__WHAT NEEDS TO BE DONE__
Copy out the lines word for word, beginning at the line that has "TARGET: sandy riverbank" and going through the end of the records.

__DATA__
= = = = =
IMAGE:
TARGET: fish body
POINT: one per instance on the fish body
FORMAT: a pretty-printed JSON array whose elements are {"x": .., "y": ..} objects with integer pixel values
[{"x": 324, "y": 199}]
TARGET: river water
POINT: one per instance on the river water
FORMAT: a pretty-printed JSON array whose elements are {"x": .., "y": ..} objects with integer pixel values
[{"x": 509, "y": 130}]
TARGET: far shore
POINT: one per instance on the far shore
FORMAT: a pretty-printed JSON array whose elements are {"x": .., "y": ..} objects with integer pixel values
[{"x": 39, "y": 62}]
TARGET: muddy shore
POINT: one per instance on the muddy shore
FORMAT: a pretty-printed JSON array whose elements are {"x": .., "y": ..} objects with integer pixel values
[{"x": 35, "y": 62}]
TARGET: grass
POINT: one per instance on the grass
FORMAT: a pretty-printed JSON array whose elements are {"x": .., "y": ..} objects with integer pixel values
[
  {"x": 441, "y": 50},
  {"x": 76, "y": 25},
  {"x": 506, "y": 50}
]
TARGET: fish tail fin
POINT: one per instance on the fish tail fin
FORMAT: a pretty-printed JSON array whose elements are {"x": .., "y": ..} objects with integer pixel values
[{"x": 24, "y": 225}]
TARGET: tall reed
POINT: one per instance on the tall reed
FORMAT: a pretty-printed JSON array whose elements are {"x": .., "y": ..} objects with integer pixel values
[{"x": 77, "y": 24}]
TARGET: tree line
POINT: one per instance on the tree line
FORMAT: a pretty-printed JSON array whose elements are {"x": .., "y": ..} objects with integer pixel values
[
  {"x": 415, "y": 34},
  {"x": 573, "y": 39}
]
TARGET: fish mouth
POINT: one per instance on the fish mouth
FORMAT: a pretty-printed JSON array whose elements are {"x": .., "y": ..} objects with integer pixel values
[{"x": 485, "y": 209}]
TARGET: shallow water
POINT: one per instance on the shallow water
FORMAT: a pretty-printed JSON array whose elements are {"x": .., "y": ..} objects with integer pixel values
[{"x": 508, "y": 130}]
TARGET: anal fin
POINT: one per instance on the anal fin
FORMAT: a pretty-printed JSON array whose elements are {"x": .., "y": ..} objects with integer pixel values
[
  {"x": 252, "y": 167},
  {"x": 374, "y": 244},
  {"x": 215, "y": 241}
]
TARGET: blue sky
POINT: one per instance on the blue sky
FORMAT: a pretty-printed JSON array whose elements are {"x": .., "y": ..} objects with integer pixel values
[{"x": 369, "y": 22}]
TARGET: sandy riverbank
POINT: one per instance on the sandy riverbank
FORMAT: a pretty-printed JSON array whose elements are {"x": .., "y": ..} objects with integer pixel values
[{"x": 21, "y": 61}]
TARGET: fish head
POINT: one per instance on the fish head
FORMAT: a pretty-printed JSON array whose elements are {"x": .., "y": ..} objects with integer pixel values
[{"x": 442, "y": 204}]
= = = = =
__REPLY__
TARGET: sandy riverbank
POINT: one per instance on the sandy riverbank
FORMAT: a pretty-printed JSON array whose elements are {"x": .., "y": ..} objects with integer pixel values
[{"x": 21, "y": 61}]
TARGET: fish head
POINT: one per instance on the fish head
FORMAT: a pretty-printed JSON array whose elements are {"x": .., "y": ..} objects with integer pixel values
[{"x": 442, "y": 204}]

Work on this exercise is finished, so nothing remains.